Start SUPPLIED MATERIAL

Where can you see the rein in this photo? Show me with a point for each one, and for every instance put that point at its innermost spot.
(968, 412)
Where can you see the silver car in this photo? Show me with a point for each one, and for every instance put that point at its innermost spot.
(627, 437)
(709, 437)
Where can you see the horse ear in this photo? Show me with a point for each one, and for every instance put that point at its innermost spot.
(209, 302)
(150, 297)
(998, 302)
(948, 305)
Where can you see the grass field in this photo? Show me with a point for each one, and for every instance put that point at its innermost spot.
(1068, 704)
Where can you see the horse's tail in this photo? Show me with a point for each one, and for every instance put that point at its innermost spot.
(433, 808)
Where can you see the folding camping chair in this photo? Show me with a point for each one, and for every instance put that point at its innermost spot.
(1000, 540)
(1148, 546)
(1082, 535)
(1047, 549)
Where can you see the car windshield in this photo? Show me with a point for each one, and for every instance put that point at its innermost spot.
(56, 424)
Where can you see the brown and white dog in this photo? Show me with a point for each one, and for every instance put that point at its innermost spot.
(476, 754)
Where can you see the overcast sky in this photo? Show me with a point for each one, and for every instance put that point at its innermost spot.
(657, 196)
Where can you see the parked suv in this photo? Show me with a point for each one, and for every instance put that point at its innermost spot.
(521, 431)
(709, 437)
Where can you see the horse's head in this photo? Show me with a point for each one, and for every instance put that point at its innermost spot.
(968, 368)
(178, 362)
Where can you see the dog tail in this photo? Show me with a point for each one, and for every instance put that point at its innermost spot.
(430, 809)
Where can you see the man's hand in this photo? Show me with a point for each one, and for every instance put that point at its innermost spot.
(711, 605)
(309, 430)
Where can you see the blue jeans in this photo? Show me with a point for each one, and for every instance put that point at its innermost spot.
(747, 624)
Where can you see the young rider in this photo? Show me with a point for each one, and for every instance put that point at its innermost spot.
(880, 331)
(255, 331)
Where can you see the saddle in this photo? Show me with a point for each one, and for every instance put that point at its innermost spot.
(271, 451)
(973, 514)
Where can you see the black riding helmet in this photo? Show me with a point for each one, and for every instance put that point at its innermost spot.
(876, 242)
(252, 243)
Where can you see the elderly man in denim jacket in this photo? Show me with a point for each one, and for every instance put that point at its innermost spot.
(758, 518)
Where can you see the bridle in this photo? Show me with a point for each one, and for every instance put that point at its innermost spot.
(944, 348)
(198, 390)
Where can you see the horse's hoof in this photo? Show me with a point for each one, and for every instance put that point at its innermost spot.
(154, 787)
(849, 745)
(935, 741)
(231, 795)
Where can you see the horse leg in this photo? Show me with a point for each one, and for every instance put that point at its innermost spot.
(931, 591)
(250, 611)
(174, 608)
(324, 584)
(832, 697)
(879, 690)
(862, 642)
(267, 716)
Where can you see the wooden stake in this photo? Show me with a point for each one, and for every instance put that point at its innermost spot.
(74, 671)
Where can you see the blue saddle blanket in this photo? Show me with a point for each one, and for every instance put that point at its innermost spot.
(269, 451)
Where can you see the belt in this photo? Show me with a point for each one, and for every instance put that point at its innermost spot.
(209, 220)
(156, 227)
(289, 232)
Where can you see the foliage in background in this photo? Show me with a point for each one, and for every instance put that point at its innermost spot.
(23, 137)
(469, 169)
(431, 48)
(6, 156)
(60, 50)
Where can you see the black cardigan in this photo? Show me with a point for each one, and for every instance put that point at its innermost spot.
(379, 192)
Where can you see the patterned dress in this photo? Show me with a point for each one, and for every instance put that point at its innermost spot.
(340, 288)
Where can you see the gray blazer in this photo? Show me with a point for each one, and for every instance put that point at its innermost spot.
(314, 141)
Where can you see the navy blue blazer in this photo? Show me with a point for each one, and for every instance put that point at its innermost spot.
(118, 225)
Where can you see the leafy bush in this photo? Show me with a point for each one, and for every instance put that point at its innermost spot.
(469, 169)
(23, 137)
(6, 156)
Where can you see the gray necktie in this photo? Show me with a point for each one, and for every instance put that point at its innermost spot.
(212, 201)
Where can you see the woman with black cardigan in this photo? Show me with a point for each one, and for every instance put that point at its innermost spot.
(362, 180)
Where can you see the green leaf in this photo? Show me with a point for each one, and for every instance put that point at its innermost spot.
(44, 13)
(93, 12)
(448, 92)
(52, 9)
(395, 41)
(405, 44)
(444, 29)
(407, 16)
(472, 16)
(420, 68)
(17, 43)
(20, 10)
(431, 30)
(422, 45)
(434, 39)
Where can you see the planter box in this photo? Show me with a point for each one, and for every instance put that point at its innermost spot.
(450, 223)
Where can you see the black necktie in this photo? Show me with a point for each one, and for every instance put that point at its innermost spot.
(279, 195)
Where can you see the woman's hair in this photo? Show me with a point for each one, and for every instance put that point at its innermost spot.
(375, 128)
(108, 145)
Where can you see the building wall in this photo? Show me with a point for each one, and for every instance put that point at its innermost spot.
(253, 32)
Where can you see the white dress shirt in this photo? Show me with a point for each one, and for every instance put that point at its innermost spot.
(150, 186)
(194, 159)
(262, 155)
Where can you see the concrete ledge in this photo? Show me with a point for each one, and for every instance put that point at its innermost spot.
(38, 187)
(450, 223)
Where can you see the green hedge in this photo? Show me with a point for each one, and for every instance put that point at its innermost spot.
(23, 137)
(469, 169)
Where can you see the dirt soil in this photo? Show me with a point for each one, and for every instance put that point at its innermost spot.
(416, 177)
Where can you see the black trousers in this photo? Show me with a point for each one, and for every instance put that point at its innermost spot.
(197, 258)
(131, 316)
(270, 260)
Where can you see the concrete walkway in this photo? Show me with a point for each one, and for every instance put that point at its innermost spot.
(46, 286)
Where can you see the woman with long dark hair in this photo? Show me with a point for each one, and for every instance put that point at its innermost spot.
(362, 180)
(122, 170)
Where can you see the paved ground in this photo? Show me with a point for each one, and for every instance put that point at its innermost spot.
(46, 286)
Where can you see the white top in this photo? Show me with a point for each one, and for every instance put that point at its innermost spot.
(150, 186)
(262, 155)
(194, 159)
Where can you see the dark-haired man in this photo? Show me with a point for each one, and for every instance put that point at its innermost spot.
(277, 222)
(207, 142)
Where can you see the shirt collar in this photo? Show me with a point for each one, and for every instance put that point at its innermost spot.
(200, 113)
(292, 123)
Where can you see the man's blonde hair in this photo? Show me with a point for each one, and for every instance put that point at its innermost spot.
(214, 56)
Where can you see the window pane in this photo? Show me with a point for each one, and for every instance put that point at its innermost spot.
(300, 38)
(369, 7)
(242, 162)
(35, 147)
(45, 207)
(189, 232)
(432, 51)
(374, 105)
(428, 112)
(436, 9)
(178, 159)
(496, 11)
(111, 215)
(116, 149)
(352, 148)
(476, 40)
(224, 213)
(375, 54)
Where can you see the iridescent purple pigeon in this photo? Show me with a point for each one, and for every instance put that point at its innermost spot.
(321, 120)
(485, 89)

End SUPPLIED MATERIAL

WHAT IS EXPECTED
Put all of the items above into a Markdown table with the columns Row and Text, one line per row, numbered in order. Omit any blank lines.

RESPONSE
| Row | Text |
|---|---|
| 1 | Where can you see the rein in this photo? Show me with a point for each one, and for every instance put that point at its innermost spot. |
| 2 | (968, 412) |
| 3 | Where can you see the silver car in this photo? Show me with a point for each one, and for every instance put that point at its innermost spot. |
| 4 | (627, 437) |
| 5 | (709, 437) |
| 6 | Where can you see the horse ear in this photo? Show me with a point for each one, and for every instance put that point at its innermost spot. |
| 7 | (209, 302) |
| 8 | (150, 297) |
| 9 | (998, 302) |
| 10 | (948, 305) |
| 11 | Where can you see the grass field in this photo? Show me with a point for each one, and for every instance put that point at its innermost spot. |
| 12 | (1068, 704) |
| 13 | Where can you see the horse's tail in this photo? Show me with a point for each one, and for every instance put that point at its innermost spot. |
| 14 | (433, 808) |
| 15 | Where can you see the folding camping chair in this photo? Show me with a point for each one, and for every instance put that point at its innermost spot. |
| 16 | (1000, 540) |
| 17 | (1148, 546) |
| 18 | (1082, 535) |
| 19 | (1047, 549) |
| 20 | Where can you see the car windshield in this photo? Show me with a point for each one, and for every instance put that point at its innermost spot. |
| 21 | (56, 424) |
| 22 | Where can you see the brown and white dog in this photo? Show me with a point for each one, and for every instance put that point at its innermost spot. |
| 23 | (476, 754) |
| 24 | Where can you see the overcast sky in this photo? Show me with a point for each one, and for every instance put that point at its innermost spot. |
| 25 | (657, 196) |
| 26 | Where can you see the parked suv in this photo? Show me with a point for each one, and for every instance put that point at its innermost spot. |
| 27 | (521, 431) |
| 28 | (709, 437) |
| 29 | Where can you see the horse's head in this photo? Show me with a point for each one, and for every instance put that point at its innermost spot. |
| 30 | (968, 368) |
| 31 | (178, 362) |
| 32 | Where can you see the dog tail in this photo? Show me with a point for each one, and for every instance put that point at its innermost spot. |
| 33 | (430, 809) |
| 34 | Where can you see the man's hand in this photo? Show me with a point for each one, and for every instance put that point at its innermost spot. |
| 35 | (711, 605) |
| 36 | (309, 430) |
| 37 | Where can you see the blue jeans in this photo? Show me with a point for each one, and for every instance put that point at its innermost spot. |
| 38 | (747, 624) |
| 39 | Where can you see the young rider in this photo? Show me with a point for each one, and for every instance put that point at its innermost spot. |
| 40 | (880, 331) |
| 41 | (255, 331) |
| 42 | Where can you see the saddle in this photo? Show me with a point for each one, and for every instance put that point at its innermost spot. |
| 43 | (271, 451) |
| 44 | (973, 514) |
| 45 | Where can you see the black riding helmet in this photo? Show me with a point for each one, and for every instance put that point at its innermost spot. |
| 46 | (876, 242) |
| 47 | (252, 243) |
| 48 | Where can you see the elderly man in denim jacket in this photo? Show me with a point for each one, and for every instance put that point at its innermost spot. |
| 49 | (758, 518) |
| 50 | Where can you see the bridle in this photo? Show me with a point for each one, and for every instance put that point at its innermost spot. |
| 51 | (944, 348) |
| 52 | (198, 390) |
| 53 | Where can you see the horse's hoof in this photo? Show me with a point for each one, and for every instance put that point at its innermost spot. |
| 54 | (154, 787) |
| 55 | (849, 745) |
| 56 | (935, 741) |
| 57 | (231, 795) |
| 58 | Where can you see the horse leg in this photo? Show me with a point for each one, and for every instance put that point at its innermost spot. |
| 59 | (931, 591) |
| 60 | (250, 611) |
| 61 | (174, 608) |
| 62 | (324, 584) |
| 63 | (832, 697) |
| 64 | (879, 690) |
| 65 | (862, 642) |
| 66 | (267, 716) |
| 67 | Where can you see the wooden stake in this photo? Show me with a point for each one, and for every instance put that point at its innermost spot. |
| 68 | (74, 671) |
| 69 | Where can you see the blue saddle blanket in this photo? Show me with a point for each one, and for every instance put that point at its innermost spot. |
| 70 | (269, 451) |
| 71 | Where can you see the belt in this photo? Show me with a point for each one, and for every instance put that point at its innermost spot. |
| 72 | (209, 220) |
| 73 | (156, 227) |
| 74 | (289, 232) |
| 75 | Where can you see the foliage in background in this photo? Show me with a point for each one, and for every instance put that point at its innermost spot. |
| 76 | (23, 137) |
| 77 | (469, 169) |
| 78 | (431, 48) |
| 79 | (6, 156) |
| 80 | (60, 50) |
| 81 | Where can you see the black cardigan in this photo? Show me with a point for each one, and for every instance put that point at its innermost spot. |
| 82 | (379, 192) |
| 83 | Where can you see the patterned dress in this photo? Show me with a point for each one, and for every instance put that point at its innermost spot. |
| 84 | (340, 288) |
| 85 | Where can you see the gray blazer in this photo? Show me with a point for each one, and for every instance put that point at its innermost spot. |
| 86 | (314, 141) |
| 87 | Where can you see the navy blue blazer in this photo? Show me with a point for each one, and for every instance put that point at its innermost spot. |
| 88 | (118, 225) |
| 89 | Where can you see the leafy bush in this photo? Show me with a point for each one, and for every instance put that point at its innermost spot. |
| 90 | (469, 169) |
| 91 | (23, 137) |
| 92 | (6, 156) |
| 93 | Where can you see the gray necktie in this photo? Show me with a point for each one, and for every instance put that point at its innermost spot. |
| 94 | (212, 201) |
| 95 | Where can you see the woman with black cardigan in this photo? Show me with a point for each one, and for every instance put that point at its innermost spot. |
| 96 | (362, 180) |
| 97 | Where can you see the green leaf in this photo? Show me with a point for each one, and for every instance put that point at its innermost spot. |
| 98 | (44, 13) |
| 99 | (93, 12) |
| 100 | (448, 92) |
| 101 | (52, 9) |
| 102 | (395, 41) |
| 103 | (405, 44) |
| 104 | (444, 29) |
| 105 | (407, 16) |
| 106 | (472, 16) |
| 107 | (420, 68) |
| 108 | (17, 43) |
| 109 | (20, 10) |
| 110 | (431, 30) |
| 111 | (422, 45) |
| 112 | (434, 39) |
| 113 | Where can you see the planter box in this photo? Show me with a point for each one, and for every instance put that point at its innermost spot. |
| 114 | (450, 223) |
| 115 | Where can you see the black necktie in this photo? Show me with a point for each one, and for every instance put that point at its innermost spot. |
| 116 | (279, 195) |
| 117 | Where can you see the woman's hair in this photo? Show me with a point for each one, and for every instance put that point at its innermost spot. |
| 118 | (375, 128) |
| 119 | (108, 145) |
| 120 | Where can you see the building wall in this photo? Show me with a point for each one, and for every instance put that point at its innermost spot. |
| 121 | (253, 32) |
| 122 | Where can you see the white dress shirt in this photo? Show me with a point for each one, and for every instance put that point at its innermost spot. |
| 123 | (150, 186) |
| 124 | (194, 159) |
| 125 | (262, 155) |
| 126 | Where can you see the concrete ledge in this photo? Show me with a point for each one, and for every instance put that point at its innermost spot. |
| 127 | (38, 187) |
| 128 | (450, 223) |
| 129 | Where can you see the green hedge in this photo? Show me with a point for each one, and for every instance put that point at its innermost spot. |
| 130 | (23, 137) |
| 131 | (469, 169) |
| 132 | Where can you see the dirt soil in this photo? Show me with a point for each one, and for every instance put that point at its innermost spot. |
| 133 | (416, 177) |
| 134 | Where can you see the black trousers in this photo? Show me with a point for each one, and for every instance put that point at its innermost spot. |
| 135 | (197, 258) |
| 136 | (131, 316) |
| 137 | (270, 260) |
| 138 | Where can you see the concrete walkway in this photo? Show me with a point for each one, and for every instance put that point at its innermost spot. |
| 139 | (46, 286) |
| 140 | Where can you see the woman with long dark hair in this photo? Show me with a point for each one, and for every instance put that point at its innermost spot. |
| 141 | (362, 180) |
| 142 | (122, 170) |
| 143 | Where can you see the paved ground in this photo? Show me with a point for each one, and for every instance put that point at its innermost spot. |
| 144 | (46, 286) |
| 145 | Where can you see the white top in this photo? Show me with a point for each one, and for every instance put that point at its innermost spot. |
| 146 | (150, 186) |
| 147 | (262, 155) |
| 148 | (194, 159) |
| 149 | Where can you see the dark-haired man in this photo? Show me with a point for each one, and for every instance put that point at its innermost spot. |
| 150 | (277, 222) |
| 151 | (207, 142) |
| 152 | Where can you see the shirt collar in this photo? Show me with a point for each one, and for every instance put that point at its innermost spot. |
| 153 | (200, 113) |
| 154 | (292, 123) |
| 155 | Where can you see the man's blonde hair in this photo? Show me with a point for each one, and for every instance put that point at its innermost spot. |
| 156 | (214, 56) |
| 157 | Where can you see the window pane in this photo? Show me with a point for each one, and for every instance put that point at its innermost spot. |
| 158 | (300, 38) |
| 159 | (369, 7) |
| 160 | (242, 162) |
| 161 | (35, 147) |
| 162 | (45, 207) |
| 163 | (189, 232) |
| 164 | (432, 51) |
| 165 | (374, 105) |
| 166 | (428, 112) |
| 167 | (436, 9) |
| 168 | (178, 159) |
| 169 | (496, 11) |
| 170 | (111, 215) |
| 171 | (116, 149) |
| 172 | (352, 148) |
| 173 | (476, 40) |
| 174 | (224, 213) |
| 175 | (375, 54) |
| 176 | Where can you see the iridescent purple pigeon in this photo? Show me with a point for each one, and for every instance put that point at its innermost spot. |
| 177 | (321, 120) |
| 178 | (485, 89) |